Quoted passage:
# Good luck with that....



## Lucky13 (May 24, 2020)

At Amazon....glad that I've got it!


----------



## fubar57 (May 24, 2020)

Lordy...............


----------



## Lucky13 (May 24, 2020)

Sit at "only" £450 on Amazon....


----------



## RW Mk. III (May 24, 2020)

I don't understand the business model with these books. Yes you have a commodity item. But is anyone actually spending that much on one of these books? I don't care how rich you are that's financially irresponsible. Seems like the seller is just guaranteeing they have to warehouse the thing for eternity. And that's paying rent for a deadbeat roommate.

Is there an algorithm kicking these numbers out or is it just sheer optimistic greed.

Reactions: Agree Agree:
1 | Like List reactions


----------



## Capt. Vick (May 24, 2020)

No deal. Crazy


----------



## Hornchurch (Aug 7, 2020)

RW Mk. III said:


> *
> Is there an algorithm kicking these numbers out* or........


'


I can tell you for an absolute certain 100% degree that, "Yes, that IS the case, for real" - ("Algorithm")

I know, from strange & almost bitter-experience - I've had it happen THREE times, this year alone......

There was a book that I wanted (I won't say which, as I'm still a few Volumes missing) = I kept tabs on it ('overwatch')

After a real heavy-spend (elsewhere), I thought...... "I'll have that next-week, as a new fiscal-month is commencing (for me).

Bookmarked it - Went back following-week (circa 5-6 days later) - Price had jumped from £4.85 plus P&P, to £44.85 ?

"Strange methinks" - "I mean, jumping from £4.85 to £44.85 = An EXACT 10 x times jump in price" (also noted by another family member

Cursed my luck (not having picked it up), BUT, having spent VERY heavily elsewhere - I wanted it "in" a bundle-deal.

Checked back TWICE - No change - Later again, No change. - 4th attempt = 1 month later & "Bingo", it was back down to £4.85

Given these series of books usually fetch about £25.00-£30.00, I knew I was doing well, but, the 'Algorithm' had also struck before.

Same on an AIRFIX AMRSTRONG WHITWORTH WHITLEY (1/72 kit) - Usually sub-£40.00, I watched 'em tumble, SLOWWWWWLY

Knowing "the game" (Algorithm), I waited & I waited & I waited...... Finally puled the trigger at £18.95 and bought TWO

It's happened yet again, this time on a book called 'Battle For Berlin' (Bombers) - Same $h!te as I related, earlier.

Again, another 'secondhand-book', that REALLY had zero-business loitering within the £40.00+ bracket (was £6.95 new)

Data:
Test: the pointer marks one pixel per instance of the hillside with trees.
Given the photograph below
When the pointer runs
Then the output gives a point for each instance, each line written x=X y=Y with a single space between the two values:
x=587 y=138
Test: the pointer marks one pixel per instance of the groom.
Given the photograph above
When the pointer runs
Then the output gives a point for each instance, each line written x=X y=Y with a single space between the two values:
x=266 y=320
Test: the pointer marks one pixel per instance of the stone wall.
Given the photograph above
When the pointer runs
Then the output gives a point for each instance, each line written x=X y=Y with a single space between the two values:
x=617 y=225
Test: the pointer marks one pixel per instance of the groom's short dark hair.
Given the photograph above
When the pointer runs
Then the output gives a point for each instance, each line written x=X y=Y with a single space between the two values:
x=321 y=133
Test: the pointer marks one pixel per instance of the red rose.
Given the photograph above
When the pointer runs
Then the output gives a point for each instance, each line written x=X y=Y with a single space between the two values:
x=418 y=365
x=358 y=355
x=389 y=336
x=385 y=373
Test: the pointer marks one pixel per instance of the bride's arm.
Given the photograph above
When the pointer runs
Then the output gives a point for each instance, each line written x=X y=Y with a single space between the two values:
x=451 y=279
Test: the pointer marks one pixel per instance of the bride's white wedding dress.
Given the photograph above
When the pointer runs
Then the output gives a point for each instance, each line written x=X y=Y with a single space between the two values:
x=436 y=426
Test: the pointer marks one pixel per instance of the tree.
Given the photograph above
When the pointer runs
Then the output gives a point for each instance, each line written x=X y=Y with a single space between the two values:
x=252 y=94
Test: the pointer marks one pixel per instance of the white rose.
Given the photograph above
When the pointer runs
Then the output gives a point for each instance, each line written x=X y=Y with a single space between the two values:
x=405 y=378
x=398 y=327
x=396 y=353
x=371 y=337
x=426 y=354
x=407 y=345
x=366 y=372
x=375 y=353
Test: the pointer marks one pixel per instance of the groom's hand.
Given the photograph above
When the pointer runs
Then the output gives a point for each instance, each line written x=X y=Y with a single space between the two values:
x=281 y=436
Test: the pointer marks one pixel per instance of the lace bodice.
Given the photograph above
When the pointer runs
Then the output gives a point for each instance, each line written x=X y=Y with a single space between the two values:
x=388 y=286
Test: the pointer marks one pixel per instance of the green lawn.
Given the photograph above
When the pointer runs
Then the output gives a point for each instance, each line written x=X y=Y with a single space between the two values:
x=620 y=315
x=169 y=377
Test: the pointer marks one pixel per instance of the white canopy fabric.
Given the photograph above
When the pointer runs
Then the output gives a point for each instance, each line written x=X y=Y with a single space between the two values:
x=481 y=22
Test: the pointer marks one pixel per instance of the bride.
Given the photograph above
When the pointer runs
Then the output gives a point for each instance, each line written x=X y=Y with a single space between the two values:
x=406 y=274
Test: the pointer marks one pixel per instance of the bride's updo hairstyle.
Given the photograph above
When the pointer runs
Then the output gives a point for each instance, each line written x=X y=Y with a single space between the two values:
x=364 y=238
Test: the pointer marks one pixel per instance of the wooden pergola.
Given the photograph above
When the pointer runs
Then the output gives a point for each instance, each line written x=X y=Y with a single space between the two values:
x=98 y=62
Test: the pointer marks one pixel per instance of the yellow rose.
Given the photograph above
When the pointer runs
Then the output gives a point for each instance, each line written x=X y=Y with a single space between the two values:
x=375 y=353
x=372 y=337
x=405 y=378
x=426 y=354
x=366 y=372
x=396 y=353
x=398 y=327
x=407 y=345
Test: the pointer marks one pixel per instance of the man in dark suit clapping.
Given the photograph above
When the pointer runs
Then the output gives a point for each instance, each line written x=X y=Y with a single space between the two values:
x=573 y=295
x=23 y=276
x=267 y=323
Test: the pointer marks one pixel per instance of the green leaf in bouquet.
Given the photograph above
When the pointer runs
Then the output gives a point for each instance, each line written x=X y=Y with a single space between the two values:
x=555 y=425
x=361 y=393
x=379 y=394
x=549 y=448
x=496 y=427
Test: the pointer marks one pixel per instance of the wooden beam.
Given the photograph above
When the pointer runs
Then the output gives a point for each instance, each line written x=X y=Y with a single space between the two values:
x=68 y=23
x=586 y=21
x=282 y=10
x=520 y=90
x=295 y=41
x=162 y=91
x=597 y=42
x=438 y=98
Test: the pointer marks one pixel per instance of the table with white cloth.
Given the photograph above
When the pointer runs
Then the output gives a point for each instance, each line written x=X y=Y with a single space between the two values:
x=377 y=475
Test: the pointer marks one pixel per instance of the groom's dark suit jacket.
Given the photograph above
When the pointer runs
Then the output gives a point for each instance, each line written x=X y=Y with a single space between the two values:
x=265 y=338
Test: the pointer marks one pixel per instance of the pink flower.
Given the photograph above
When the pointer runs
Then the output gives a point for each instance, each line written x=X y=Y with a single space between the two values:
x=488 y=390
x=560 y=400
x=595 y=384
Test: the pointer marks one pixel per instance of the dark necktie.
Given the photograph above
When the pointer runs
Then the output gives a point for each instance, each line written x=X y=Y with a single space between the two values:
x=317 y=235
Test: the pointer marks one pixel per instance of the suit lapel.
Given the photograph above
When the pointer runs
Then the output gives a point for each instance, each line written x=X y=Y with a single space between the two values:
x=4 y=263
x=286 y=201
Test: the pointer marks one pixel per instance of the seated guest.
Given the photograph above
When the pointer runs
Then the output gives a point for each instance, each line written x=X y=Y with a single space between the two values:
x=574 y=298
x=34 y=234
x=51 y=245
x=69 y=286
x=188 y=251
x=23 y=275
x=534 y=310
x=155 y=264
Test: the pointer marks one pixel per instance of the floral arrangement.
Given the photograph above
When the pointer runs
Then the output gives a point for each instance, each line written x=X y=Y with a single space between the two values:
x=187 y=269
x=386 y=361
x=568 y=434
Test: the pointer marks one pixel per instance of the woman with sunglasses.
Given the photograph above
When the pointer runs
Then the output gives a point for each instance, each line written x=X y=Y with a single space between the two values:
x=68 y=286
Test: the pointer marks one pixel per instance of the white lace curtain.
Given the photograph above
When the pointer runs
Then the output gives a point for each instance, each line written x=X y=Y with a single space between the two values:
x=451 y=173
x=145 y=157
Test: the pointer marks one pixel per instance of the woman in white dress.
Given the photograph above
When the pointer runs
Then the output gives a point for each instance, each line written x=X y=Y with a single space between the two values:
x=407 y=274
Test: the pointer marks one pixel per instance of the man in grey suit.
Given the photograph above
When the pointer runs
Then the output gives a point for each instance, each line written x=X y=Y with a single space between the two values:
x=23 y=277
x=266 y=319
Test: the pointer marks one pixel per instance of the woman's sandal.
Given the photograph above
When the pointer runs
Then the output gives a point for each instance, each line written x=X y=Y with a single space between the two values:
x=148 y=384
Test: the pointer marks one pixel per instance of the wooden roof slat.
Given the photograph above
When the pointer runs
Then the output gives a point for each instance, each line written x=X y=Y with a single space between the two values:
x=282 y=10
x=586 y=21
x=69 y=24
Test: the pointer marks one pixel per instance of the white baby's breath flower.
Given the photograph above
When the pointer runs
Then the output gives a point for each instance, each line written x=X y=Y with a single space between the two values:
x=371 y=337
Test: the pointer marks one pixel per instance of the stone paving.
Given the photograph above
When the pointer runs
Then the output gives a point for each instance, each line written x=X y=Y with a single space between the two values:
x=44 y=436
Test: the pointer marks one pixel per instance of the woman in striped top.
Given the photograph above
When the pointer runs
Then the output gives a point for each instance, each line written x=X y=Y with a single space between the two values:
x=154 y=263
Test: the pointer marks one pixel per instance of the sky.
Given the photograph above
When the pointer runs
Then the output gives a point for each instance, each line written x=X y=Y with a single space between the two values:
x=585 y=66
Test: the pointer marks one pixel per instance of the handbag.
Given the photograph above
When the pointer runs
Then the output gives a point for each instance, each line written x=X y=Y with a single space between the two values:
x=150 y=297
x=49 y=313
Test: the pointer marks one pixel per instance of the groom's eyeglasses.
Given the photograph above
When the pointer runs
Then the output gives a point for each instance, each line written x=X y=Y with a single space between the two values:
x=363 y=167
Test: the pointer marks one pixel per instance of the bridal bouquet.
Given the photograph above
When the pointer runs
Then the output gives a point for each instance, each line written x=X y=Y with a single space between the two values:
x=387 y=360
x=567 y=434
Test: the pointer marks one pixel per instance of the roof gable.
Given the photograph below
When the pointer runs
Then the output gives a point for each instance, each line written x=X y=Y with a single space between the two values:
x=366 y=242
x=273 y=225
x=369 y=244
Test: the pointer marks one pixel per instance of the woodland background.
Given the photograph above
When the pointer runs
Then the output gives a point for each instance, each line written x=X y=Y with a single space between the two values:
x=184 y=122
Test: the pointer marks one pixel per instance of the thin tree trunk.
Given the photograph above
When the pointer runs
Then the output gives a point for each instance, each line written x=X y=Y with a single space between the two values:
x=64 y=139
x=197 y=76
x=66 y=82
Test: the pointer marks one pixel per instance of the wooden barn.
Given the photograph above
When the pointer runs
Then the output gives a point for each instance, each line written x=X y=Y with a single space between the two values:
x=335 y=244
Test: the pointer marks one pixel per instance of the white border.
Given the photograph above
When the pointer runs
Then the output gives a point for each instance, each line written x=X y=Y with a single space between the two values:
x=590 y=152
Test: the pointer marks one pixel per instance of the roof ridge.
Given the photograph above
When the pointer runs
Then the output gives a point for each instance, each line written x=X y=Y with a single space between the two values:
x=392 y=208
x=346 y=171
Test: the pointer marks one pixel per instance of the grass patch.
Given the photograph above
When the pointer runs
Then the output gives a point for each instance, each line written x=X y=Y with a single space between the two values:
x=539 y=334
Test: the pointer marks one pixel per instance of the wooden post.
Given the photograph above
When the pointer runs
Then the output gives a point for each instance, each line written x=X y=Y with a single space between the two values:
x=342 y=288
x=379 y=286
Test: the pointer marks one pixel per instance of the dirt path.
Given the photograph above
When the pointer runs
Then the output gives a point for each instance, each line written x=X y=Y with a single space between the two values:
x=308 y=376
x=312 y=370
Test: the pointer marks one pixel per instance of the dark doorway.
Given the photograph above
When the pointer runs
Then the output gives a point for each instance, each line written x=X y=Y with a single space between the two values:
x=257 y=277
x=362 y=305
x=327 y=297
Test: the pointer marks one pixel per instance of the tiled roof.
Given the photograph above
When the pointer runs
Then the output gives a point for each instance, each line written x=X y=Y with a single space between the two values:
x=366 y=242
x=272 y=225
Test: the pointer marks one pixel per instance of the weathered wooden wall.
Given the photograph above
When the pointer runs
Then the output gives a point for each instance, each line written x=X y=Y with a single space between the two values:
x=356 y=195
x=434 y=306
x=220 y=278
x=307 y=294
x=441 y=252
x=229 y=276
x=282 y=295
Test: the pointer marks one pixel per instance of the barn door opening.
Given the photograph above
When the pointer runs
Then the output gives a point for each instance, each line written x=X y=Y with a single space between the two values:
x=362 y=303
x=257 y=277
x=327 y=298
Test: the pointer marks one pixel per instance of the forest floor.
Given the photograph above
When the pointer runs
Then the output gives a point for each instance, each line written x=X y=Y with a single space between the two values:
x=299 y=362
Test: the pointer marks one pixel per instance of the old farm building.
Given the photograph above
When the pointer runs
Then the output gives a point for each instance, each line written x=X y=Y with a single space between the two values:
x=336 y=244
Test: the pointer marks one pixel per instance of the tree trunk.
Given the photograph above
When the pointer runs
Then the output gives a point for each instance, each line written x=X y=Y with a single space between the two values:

Exercise requirements:
1. From the forum thread on book prices, quote the passage that begins at the words "Checked back TWICE" and stops after the words "also struck before.".
2. Decide whether each statement agrees with the forum thread on book prices. Answer yes or no for each, quoting the exact words from the thread that decide it. (a) Lucky13 reports that the book is listed at £450 on Amazon. (b) Hornchurch bought a single Airfix Armstrong Whitworth Whitley kit at £18.95. (c) Hornchurch says 'Battle For Berlin' cost £4.85 new.
The material is separate from the forum thread on book prices.

Complete answers:
1.
Checked back TWICE - No change - Later again, No change. - 4th attempt = 1 month later & "Bingo", it was back down to £4.85

Given these series of books usually fetch about £25.00-£30.00, I knew I was doing well, but, the 'Algorithm' had also struck before.

2.
(a) Yes: "Sit at "only" £450 on Amazon...."
(b) No: "Finally puled the trigger at £18.95 and bought TWO"
(c) No: "(was £6.95 new)"